▶ _Required action_: Everything in the data below is left aside except the lines from the one containing "Reviewer note: every instance of the altar" through the one containing "Reviewer note: every instance of the concrete"; repeat those exactly.

────────

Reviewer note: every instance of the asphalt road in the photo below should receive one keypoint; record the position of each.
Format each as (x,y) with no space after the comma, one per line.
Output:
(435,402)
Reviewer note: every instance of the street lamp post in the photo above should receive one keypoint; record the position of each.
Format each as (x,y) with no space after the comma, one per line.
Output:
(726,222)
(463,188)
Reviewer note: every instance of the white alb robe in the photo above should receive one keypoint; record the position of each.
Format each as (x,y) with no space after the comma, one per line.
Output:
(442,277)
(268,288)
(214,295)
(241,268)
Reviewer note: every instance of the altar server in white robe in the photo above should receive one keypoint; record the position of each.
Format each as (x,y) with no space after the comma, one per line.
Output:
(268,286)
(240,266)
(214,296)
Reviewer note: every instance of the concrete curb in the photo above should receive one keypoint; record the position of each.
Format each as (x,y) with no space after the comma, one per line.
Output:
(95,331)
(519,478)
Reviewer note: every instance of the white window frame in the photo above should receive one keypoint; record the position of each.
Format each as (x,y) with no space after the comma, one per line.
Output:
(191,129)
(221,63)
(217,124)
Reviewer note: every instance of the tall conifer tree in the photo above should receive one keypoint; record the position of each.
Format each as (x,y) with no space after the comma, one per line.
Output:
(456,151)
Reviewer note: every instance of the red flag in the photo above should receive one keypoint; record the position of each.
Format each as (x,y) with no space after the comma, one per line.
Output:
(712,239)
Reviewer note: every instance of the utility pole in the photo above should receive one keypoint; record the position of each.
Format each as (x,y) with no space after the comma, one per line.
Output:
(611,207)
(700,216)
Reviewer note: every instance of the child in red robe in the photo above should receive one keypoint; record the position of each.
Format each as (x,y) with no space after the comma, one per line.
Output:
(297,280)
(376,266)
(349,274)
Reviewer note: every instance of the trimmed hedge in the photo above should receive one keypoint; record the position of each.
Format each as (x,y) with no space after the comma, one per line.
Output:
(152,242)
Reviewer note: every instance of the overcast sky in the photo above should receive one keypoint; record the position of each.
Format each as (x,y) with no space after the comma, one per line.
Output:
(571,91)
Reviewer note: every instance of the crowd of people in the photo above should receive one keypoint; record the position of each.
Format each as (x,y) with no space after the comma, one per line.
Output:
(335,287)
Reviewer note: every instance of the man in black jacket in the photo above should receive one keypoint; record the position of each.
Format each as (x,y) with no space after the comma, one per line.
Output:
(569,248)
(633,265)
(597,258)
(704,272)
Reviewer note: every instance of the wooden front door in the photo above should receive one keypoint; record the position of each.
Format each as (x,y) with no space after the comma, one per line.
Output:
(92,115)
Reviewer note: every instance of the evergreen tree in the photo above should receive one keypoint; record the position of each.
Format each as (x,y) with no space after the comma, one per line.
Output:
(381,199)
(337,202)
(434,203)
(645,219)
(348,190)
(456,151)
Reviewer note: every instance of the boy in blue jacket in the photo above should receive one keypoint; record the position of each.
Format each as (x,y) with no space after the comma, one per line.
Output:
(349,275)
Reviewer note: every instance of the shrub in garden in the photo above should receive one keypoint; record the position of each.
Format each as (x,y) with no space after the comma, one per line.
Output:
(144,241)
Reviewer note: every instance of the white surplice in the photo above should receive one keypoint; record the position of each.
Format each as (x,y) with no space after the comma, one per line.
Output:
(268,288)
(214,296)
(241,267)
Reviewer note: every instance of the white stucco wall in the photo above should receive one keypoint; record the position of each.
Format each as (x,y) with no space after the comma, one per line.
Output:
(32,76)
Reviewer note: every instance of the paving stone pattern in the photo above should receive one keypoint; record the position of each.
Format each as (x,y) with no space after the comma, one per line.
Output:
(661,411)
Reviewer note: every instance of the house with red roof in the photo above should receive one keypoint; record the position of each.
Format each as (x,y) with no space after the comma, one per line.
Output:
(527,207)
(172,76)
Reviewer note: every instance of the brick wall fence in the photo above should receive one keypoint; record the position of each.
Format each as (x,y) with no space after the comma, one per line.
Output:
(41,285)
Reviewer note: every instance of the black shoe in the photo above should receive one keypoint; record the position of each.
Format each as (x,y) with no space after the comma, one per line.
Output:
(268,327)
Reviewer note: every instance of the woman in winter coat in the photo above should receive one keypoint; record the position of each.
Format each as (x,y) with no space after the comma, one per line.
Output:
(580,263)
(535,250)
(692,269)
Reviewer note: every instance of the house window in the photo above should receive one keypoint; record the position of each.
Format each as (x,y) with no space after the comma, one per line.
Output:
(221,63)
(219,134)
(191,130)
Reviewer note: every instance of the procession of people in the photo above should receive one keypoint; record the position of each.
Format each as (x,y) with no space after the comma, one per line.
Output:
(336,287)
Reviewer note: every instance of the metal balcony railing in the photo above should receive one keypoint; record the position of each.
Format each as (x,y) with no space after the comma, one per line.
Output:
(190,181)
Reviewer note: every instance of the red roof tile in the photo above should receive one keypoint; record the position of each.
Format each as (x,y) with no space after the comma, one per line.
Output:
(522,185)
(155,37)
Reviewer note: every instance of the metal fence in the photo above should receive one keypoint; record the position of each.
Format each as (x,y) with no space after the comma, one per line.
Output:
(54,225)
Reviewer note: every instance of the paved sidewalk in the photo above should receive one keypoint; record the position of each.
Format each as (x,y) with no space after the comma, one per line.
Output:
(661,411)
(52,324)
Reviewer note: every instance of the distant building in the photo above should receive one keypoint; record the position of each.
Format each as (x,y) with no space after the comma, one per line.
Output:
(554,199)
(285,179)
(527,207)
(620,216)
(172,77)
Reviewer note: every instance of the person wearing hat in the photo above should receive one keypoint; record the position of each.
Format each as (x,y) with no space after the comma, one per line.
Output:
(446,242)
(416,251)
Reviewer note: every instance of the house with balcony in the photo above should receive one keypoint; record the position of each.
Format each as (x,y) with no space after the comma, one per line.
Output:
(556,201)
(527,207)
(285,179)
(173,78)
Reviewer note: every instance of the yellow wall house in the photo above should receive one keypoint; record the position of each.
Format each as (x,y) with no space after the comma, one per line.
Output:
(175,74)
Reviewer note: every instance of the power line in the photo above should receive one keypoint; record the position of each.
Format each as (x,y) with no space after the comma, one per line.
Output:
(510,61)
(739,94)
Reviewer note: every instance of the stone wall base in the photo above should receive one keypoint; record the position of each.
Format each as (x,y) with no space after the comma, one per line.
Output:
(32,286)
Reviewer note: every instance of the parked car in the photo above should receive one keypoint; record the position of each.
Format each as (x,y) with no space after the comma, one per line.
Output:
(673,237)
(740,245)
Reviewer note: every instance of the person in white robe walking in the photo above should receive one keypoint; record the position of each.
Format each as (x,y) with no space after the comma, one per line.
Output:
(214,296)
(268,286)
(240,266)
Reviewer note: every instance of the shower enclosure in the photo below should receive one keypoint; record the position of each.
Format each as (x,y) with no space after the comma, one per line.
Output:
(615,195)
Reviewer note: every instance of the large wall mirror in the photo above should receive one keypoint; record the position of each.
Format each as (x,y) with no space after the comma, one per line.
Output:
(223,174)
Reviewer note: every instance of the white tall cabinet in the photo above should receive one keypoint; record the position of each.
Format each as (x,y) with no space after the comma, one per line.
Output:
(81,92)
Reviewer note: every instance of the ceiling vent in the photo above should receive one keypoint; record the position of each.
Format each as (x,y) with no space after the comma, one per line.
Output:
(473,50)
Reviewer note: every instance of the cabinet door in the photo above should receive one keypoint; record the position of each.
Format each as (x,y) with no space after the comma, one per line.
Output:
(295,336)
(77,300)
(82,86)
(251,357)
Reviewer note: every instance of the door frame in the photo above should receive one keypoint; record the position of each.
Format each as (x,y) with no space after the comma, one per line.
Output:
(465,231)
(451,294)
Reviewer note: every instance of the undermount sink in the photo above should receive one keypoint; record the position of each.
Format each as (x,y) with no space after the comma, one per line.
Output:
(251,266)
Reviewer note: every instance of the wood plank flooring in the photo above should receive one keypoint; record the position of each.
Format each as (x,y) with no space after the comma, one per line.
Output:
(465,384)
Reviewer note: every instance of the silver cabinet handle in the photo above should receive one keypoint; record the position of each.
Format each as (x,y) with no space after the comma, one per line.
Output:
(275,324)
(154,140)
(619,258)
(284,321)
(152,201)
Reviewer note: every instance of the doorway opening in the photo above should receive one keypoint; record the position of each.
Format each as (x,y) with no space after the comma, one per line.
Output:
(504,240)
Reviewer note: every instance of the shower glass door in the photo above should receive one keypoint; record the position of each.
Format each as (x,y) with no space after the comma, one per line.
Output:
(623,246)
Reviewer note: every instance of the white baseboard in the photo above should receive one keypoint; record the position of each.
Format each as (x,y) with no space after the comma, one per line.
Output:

────────

▶ _Completed exercise_:
Reviewer note: every instance of the altar server in white robe in the photo above should receive one keypoint; record the position of each.
Format each as (x,y) with no space after the comma, one per line.
Output:
(268,286)
(240,266)
(214,296)
Reviewer note: every instance of the concrete curb in the photo above should receive one keypoint; record the position of each.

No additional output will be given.